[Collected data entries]
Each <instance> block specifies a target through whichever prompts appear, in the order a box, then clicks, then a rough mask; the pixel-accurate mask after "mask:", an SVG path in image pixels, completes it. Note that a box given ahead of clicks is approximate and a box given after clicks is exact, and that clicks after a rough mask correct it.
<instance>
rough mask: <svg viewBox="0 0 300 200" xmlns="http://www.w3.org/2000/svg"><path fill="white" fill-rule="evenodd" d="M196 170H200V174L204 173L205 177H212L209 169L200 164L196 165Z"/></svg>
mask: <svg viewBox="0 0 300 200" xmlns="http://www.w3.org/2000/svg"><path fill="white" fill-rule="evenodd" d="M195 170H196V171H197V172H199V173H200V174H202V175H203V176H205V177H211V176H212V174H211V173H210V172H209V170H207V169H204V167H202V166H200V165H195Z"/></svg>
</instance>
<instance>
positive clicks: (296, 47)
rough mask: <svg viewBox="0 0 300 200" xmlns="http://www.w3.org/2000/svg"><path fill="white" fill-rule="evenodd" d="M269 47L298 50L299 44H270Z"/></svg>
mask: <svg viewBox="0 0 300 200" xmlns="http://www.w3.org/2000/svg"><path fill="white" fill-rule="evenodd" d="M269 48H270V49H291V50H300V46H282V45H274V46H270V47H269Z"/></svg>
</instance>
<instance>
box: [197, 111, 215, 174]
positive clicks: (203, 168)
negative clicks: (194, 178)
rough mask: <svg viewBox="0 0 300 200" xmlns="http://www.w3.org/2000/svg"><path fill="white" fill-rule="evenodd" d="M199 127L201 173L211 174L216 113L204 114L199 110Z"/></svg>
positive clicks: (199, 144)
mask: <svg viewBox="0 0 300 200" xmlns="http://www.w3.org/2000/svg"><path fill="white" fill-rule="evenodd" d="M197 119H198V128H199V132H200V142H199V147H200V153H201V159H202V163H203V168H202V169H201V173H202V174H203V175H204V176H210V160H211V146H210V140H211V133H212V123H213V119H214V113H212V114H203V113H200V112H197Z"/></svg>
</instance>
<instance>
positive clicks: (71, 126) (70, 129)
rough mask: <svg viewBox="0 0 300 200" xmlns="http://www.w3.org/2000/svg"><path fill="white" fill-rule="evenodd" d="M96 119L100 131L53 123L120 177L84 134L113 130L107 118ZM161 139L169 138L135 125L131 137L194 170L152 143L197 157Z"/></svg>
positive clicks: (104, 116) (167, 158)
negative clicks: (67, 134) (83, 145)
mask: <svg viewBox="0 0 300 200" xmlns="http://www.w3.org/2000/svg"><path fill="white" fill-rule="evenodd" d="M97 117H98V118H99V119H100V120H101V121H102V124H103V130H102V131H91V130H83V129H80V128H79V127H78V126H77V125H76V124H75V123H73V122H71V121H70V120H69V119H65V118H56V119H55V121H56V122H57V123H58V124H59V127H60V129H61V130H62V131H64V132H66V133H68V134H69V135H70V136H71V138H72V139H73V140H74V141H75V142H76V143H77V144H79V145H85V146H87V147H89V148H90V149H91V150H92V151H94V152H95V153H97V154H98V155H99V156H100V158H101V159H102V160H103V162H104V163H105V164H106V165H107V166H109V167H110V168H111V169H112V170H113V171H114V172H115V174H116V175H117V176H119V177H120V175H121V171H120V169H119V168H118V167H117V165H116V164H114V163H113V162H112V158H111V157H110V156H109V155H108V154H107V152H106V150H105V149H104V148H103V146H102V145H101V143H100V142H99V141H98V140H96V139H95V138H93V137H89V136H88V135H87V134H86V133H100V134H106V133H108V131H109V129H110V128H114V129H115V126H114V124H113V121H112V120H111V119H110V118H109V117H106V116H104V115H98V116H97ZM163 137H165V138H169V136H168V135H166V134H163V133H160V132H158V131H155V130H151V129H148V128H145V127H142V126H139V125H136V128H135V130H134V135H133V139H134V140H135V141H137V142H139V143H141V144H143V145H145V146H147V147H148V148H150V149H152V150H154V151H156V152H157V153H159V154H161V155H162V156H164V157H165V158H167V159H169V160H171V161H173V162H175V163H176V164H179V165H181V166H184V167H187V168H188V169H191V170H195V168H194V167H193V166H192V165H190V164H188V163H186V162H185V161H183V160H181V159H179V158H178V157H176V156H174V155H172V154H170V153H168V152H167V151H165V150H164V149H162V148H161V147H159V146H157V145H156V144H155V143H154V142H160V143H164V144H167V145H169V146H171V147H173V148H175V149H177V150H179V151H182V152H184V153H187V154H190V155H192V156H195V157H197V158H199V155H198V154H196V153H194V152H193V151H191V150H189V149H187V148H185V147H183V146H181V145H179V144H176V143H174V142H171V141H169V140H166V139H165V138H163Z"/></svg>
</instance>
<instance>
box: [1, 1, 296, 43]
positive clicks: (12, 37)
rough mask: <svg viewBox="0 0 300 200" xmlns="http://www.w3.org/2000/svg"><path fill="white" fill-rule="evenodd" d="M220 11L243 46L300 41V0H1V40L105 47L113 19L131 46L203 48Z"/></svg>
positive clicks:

Exercise goal: Retype the data verbatim, starting at its first line and ending with the line that contains "170H200V174L204 173L205 177H212L209", both included.

Output of the task:
Each <instance> block specifies a target through whichever prompts appear, in the order a box, then clicks, then a rough mask; the pixel-accurate mask after "mask:", an SVG path in image pixels, completes it. Note that a box given ahead of clicks is approximate and a box given after clicks is exact, and that clicks after a rough mask correct it.
<instance>
rough mask: <svg viewBox="0 0 300 200" xmlns="http://www.w3.org/2000/svg"><path fill="white" fill-rule="evenodd" d="M196 170H200V174L204 173L205 177H212L209 169L200 164L196 165Z"/></svg>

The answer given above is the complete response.